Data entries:
===============
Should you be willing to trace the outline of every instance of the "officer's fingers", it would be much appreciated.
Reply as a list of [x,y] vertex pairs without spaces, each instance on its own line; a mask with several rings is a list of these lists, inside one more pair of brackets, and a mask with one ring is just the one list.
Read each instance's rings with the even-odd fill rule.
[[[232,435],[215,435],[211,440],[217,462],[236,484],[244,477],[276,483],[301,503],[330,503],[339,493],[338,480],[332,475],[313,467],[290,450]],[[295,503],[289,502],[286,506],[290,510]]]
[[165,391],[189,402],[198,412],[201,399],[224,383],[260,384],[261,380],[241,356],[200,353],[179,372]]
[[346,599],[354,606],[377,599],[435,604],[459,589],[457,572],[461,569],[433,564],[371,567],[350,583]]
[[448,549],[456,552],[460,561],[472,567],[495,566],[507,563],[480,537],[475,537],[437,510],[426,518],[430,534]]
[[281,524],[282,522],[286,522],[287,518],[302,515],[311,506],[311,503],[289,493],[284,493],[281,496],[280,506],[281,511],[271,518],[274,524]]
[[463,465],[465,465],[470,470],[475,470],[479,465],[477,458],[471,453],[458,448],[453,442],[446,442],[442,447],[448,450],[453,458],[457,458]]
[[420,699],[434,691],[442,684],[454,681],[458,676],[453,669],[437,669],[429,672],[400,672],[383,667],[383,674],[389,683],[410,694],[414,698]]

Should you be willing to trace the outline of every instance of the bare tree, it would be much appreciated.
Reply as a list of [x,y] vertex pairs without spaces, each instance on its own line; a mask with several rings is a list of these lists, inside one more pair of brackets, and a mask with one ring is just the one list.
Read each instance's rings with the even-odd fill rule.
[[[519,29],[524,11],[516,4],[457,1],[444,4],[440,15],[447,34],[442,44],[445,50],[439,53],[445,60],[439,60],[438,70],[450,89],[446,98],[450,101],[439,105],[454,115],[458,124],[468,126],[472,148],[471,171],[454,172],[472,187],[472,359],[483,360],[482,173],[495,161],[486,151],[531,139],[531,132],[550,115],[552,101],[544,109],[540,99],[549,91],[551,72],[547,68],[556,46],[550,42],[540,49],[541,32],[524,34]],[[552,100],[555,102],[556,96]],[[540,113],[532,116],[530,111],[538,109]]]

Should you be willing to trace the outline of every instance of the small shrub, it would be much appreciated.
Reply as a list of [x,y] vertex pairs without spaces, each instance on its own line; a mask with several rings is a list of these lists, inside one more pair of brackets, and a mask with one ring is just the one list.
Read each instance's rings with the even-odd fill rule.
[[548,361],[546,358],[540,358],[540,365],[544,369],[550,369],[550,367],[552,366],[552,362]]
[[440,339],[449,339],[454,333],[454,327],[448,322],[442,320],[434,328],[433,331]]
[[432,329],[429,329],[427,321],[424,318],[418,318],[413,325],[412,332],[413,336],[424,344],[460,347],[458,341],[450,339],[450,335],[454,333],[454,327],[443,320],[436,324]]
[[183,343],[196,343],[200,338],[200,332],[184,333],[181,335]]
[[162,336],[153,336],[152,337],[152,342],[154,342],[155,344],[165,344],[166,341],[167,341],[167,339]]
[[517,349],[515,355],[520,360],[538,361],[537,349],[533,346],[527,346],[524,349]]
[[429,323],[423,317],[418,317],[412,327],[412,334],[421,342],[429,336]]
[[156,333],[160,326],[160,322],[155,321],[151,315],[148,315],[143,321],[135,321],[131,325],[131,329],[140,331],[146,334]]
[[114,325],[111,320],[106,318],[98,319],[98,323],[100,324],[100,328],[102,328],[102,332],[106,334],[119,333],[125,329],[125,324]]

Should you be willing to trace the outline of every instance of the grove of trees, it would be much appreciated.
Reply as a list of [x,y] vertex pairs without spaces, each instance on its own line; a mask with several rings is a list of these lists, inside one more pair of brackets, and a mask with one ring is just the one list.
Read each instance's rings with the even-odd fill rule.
===============
Reproduce every line of the data entries above verbatim.

Should you be willing to trace the outline of every instance of the "officer's fingers", it would be much appreciated.
Reply as a list of [x,y] vertex pairs without spaces, each instance on its own line; a mask with several rings is a list of these lists, inside one more pair of brackets, and a mask with one ring is just the one list.
Read each instance's rings with the even-odd fill rule.
[[[232,435],[215,435],[211,440],[217,462],[236,484],[244,477],[276,483],[301,503],[330,503],[339,493],[338,480],[332,475],[313,467],[290,450]],[[295,503],[289,502],[286,506],[290,510]]]
[[165,391],[189,402],[198,412],[201,399],[224,383],[260,384],[261,380],[241,356],[200,353],[179,372]]
[[346,599],[354,606],[377,599],[435,604],[459,589],[457,572],[461,569],[433,564],[371,567],[350,583]]
[[448,549],[456,552],[460,561],[472,567],[495,566],[507,563],[480,537],[475,537],[437,510],[426,518],[430,534]]
[[281,524],[282,522],[286,522],[287,518],[302,515],[311,506],[311,503],[289,493],[284,493],[281,496],[280,506],[281,511],[271,518],[274,524]]
[[463,465],[465,465],[470,470],[475,470],[479,465],[477,458],[471,453],[458,448],[453,442],[446,442],[442,447],[448,450],[453,458],[457,458]]
[[420,699],[434,691],[442,684],[454,681],[458,676],[453,669],[437,669],[429,672],[400,672],[383,667],[383,674],[389,683],[410,694],[414,698]]

Should you be willing to trace the outline of every instance of the bare tree, it would be much appreciated.
Reply as a list of [x,y] vertex pairs without spaces, each instance on its own line; a mask with several rings is a list of these lists, inside one more pair of brackets, and a mask with one ring is just the one list.
Read each instance's rings with the even-odd fill rule.
[[[519,29],[524,11],[516,4],[457,1],[444,4],[440,15],[447,34],[442,44],[445,50],[439,53],[445,60],[439,60],[438,70],[450,89],[446,98],[450,101],[439,105],[454,115],[458,124],[468,126],[472,148],[471,171],[454,172],[472,187],[472,359],[483,360],[482,173],[495,161],[486,151],[531,139],[531,132],[550,115],[552,101],[544,109],[540,99],[549,91],[551,72],[547,68],[556,46],[550,42],[540,49],[541,32],[524,34]],[[552,100],[555,102],[556,96]],[[540,113],[532,116],[530,111],[538,109]]]

Should you be willing to trace the outline of every instance of the small shrub, it would be much appreciated.
Reply as a list of [x,y] vertex pairs without spaces, each instance on its own line; a mask with several rings is a list of these lists, inside one more pair of brackets, and a mask with one ring is just the one list.
Read each instance's rings with the even-odd fill rule.
[[548,361],[546,358],[540,358],[540,365],[544,369],[550,369],[550,367],[552,366],[552,362]]
[[440,339],[449,339],[454,333],[454,327],[448,322],[442,320],[434,328],[433,331]]
[[432,329],[429,329],[427,321],[424,318],[418,318],[413,325],[412,332],[413,336],[424,344],[460,347],[458,341],[450,339],[450,335],[454,333],[454,327],[443,320],[436,324]]
[[183,343],[196,343],[200,338],[200,332],[184,333],[181,335]]
[[162,336],[153,336],[152,337],[152,342],[154,342],[155,344],[165,344],[166,341],[167,341],[167,339]]
[[517,349],[515,355],[520,360],[538,361],[537,349],[533,346],[527,346],[524,349]]
[[429,323],[423,317],[418,317],[412,327],[412,334],[421,342],[429,336]]
[[156,333],[160,326],[160,322],[155,321],[151,315],[148,315],[143,321],[135,321],[131,325],[131,329],[140,331],[146,334]]
[[114,325],[111,320],[106,318],[98,319],[98,323],[100,324],[100,328],[102,328],[102,332],[106,334],[119,333],[125,329],[125,324]]

Should you be willing to trace the outline of every instance of the grove of trees, it would be much appreciated.
Reply as a list of [x,y] vertex pairs without spaces, each instance on its own line; a mask with several rings is a list of these lists, inside one more pair of brackets, and a mask with one ring is just the one list.
Read each instance's rings with the even-odd fill rule.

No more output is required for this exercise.